>> Begin Source extract
The idea for this article was inspired by a tweet from WatchItPlayed’s Rodney Smith, while playing the game Roll For It: https://vine.co/v/hTMDn5BjJY7. In fact I just heard from Chris Leder (the designer of Roll For It), that he experienced the exact same luck on his first roll in an early prototype of the game. So what is the probability of rolling six different numbers on six dice? And are people justified in how surprised they are when they see this roll? Whether you are familiar with Roll For It or not, now is a great time to play a few rounds using the free online app at http://www.rollforitgame.com/online.html.

Before we get to the 15pt card from the video, let’s consider the 2pt card that is won by rolling two ones. What are the chances of winning this card, when you have only two dice to roll? Most gamers understand that the probability of rolling a one on a six sided die is 1/6. But we need to roll two ones to win this card. To help illustrate this, lets use the function P(x,y) to describe the probability of rolling at least x ones with y dice. So P(1,1) is the probability of rolling a one with a single die, or 1/6. And P(1,0) is the probability of rolling a one with zero dice. This is impossible, and we’ll call this P(x,y) = 0 whenever x > y. What we’d really like to calculate next is the probability of rolling two ones with two dice, or P(2,2). Note that I’m only using this P(x,y) function as a place holder for probabilities that still needs to be calculated. I don’t intend to derive or use any “magic” formulas for calculating this below.

It’s often helpful to consider rolling dice one at a time to help simplify problems like this. The first die that we roll has a 1/6 chance of being a one, which means that winning depends entirely on the other die. However, the 5/6 of the time that we don’t first roll a one, we cannot win because there’s only one die left to roll and we need two ones to win the card. Here’s how we can write this using the function P(x,y) as described above.
>> End Source extract
>> Begin Extracted records
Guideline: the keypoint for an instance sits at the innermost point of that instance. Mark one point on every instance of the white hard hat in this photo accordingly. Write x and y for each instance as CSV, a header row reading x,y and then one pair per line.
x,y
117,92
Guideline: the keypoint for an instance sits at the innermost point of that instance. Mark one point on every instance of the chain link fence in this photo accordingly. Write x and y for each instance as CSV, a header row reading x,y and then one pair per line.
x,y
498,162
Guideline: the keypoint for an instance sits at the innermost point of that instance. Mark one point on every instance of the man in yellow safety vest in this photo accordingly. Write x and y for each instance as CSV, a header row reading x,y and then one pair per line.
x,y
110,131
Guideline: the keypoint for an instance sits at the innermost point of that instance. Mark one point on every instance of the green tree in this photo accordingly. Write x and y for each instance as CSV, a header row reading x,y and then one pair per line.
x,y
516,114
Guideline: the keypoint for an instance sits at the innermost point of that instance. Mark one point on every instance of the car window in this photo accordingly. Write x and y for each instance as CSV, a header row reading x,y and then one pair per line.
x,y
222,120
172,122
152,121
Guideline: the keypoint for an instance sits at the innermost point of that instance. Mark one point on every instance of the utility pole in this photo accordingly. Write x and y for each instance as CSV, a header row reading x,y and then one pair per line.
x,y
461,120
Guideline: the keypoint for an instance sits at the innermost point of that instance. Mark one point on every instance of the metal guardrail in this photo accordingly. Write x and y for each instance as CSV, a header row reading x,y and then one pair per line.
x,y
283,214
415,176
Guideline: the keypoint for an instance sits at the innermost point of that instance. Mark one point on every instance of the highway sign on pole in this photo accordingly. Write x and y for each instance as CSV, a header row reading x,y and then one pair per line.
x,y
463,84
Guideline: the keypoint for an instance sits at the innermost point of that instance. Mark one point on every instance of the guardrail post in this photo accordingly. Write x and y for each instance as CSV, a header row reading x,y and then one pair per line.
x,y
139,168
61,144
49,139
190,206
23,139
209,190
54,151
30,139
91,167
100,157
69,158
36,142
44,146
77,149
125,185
>> End Extracted records
Given task A: In the dice probability article, why can a player never win the 2pt card when the first of the two dice does not come up a one?
Given task B: Translate this sentence from the dice probability article into Spanish: "It’s often helpful to consider rolling dice one at a time to help simplify problems like this."
Given task C: According to the dice probability article, what does P(x,y) stand for?

Result A: Winning the 2pt card requires two ones. If the first die is not a one, only one die is left to roll, so two ones can no longer be rolled.

Result B: A menudo es útil considerar lanzar los dados de uno en uno para ayudar a simplificar problemas como este.

Result C: It stands for the probability of rolling at least x ones with y dice.